Little wonder that Malkmus is keen to decode the mechanics of success, his band’s unanticipated rise to the pinnacle of indie rock primacy some 27 years before wasn’t achieved via heavy major label promotion or deft chart-chasing, but by a conscious upturning of listener expectations. His breezy attitude to the recording process – and life in general – became central to Pavement’s slacker-rock appeal.
In 1991, the 24-year-old Malkmus was nervously putting the finishing touches to his band’s debut full-length album. Capturing the ramshackle sound of three young men pushing at the limits of listener tolerance, Slanted and Enchanted’s 14 tracks might have been intended as a wry 90s update of Stephen’s post-punk influences (The Fall and My Bloody Valentine in particular), but, through a combination of unkempt, dissonant chord structures, tangled, grubby riffs, tuneful, vibrant melodies and coolly delivered (but earnestly intelligent) lyrics, Slanted and Enchanted was a felicitous moment-seizer. And one which prescribed the DIY ethos of independent music for decades to come.
Maybe maybe
Formed by high school friends Malkmus and Scott Kannberg (aka Spiral Stairs) in Stockton, California, the pair’s initial ideas (aside from having fun playing local open-mic nights) was that they would experiment with freeform musical expression, and write material that evaded the howling anguish of the then on-the-rise grunge scene, or the pomposity of stadium rock. Malkmus and Kannberg were middle-class, suburban kids – and that’s what they wanted their own music to reflect. “Whatever soul you have being a suburban kid like us, what can you do that’s right that way?” Malkmus explained to MOJO in 1999, “Because we’re not Black Sabbath, we’re not working-class heroes and we can’t get away with that. Luckily we’re not hanging out at Met Bar, either, we’re not New York City hipsters or anything, so that’s our earthiness.”
Freeing themselves from the pressure of trying to be something they weren’t, the duo’s early sound fizzed with raw elements that would soon come to enthral the local indie scene. Early tracks such as the spritely jog of the heartbroken Box Elder or the ominous, angular spikiness of She Believes revealed Malkmus and Kannberg’s predilection for using their guitars as a diverse musical paintbrush. Complementing, and competing, with each other.
These songs, along with three others, were recorded at future drummer Gary Young’s ‘Louder Than You Think’ home studio in one four-hour session. The resulting first EP, Slay Tracks: 1933-1969, pulsed with Malkmus and Kannberg’s noise guitar, purposefully captured in tinny, near-transistor-radio quality (this was stressed by the wash of radio noise on EP opener You’re Killing Me. Pavement’s homespun production aesthetic was born. “When I first heard them, I did not understand it.” Young reflected in an interview with Vice in 2015, “I’d tell my friends in New York I just made this weird record and I don’t really know how to describe it.”

◆ WRITTEN TASK 1 ◆
In the Pavement article, how long was the session in which the first EP's songs were recorded at Gary Young's home studio?

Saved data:
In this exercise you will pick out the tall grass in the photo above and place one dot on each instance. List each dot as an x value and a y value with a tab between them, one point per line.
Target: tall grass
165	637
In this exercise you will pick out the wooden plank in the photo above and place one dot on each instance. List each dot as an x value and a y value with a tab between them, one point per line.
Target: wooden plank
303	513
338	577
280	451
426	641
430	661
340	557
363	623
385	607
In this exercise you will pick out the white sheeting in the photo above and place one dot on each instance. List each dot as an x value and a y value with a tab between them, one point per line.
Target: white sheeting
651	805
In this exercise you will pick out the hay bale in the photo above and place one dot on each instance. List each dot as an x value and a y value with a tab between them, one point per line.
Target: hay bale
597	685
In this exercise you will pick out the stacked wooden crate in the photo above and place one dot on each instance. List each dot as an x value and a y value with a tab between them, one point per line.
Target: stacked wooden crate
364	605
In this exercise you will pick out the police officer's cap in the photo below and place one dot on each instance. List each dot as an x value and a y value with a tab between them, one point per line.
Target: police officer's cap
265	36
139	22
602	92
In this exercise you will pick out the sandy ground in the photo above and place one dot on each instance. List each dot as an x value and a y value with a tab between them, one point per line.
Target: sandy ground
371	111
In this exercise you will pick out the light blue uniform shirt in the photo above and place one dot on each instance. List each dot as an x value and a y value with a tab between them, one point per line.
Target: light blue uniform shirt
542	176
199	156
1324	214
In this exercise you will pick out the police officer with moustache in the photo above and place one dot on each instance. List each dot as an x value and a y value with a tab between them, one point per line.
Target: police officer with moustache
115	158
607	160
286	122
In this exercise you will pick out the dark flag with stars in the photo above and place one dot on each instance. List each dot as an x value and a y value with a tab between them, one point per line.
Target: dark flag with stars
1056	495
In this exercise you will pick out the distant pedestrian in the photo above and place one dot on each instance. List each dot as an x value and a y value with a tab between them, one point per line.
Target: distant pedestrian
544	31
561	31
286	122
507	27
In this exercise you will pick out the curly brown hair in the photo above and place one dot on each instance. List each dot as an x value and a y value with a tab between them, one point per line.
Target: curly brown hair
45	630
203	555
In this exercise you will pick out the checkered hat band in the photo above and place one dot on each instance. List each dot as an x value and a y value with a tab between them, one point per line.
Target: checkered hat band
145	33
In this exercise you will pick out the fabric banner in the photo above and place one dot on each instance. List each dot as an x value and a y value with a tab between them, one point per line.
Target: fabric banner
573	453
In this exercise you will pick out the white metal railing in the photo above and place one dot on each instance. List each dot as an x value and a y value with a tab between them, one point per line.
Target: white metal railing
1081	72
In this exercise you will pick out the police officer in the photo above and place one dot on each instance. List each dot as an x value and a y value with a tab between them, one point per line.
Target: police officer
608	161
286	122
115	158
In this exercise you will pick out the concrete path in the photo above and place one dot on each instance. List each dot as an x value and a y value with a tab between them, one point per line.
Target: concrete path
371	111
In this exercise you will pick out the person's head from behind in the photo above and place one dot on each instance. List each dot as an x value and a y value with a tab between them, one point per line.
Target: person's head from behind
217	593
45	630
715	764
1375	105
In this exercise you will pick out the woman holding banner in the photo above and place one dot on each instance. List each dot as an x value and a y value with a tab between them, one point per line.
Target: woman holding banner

◆ WRITTEN TASK 2 ◆
Substitute "marker" for "dot" in the entries, from the line with "In this exercise you will pick out the fabric" through the end of the entries. Leave everything else unchanged, and give only those lines.

◆ FULL RESPONSE 1 ◆
One four-hour session.

◆ FULL RESPONSE 2 ◆
In this exercise you will pick out the fabric banner in the photo above and place one marker on each instance. List each marker as an x value and a y value with a tab between them, one point per line.
Target: fabric banner
573	453
In this exercise you will pick out the white metal railing in the photo above and place one marker on each instance. List each marker as an x value and a y value with a tab between them, one point per line.
Target: white metal railing
1081	72
In this exercise you will pick out the police officer in the photo above and place one marker on each instance. List each marker as an x value and a y value with a tab between them, one point per line.
Target: police officer
608	161
286	122
115	158
In this exercise you will pick out the concrete path in the photo above and place one marker on each instance. List each marker as an x value and a y value with a tab between them, one point per line.
Target: concrete path
371	111
In this exercise you will pick out the person's head from behind in the photo above and place one marker on each instance. List each marker as an x value and a y value with a tab between them, one point per line.
Target: person's head from behind
217	593
45	630
715	764
1375	105
In this exercise you will pick out the woman holding banner in the photo above and place one marker on each instance. List each marker as an x value and a y value with a tab between them, one point per line.
Target: woman holding banner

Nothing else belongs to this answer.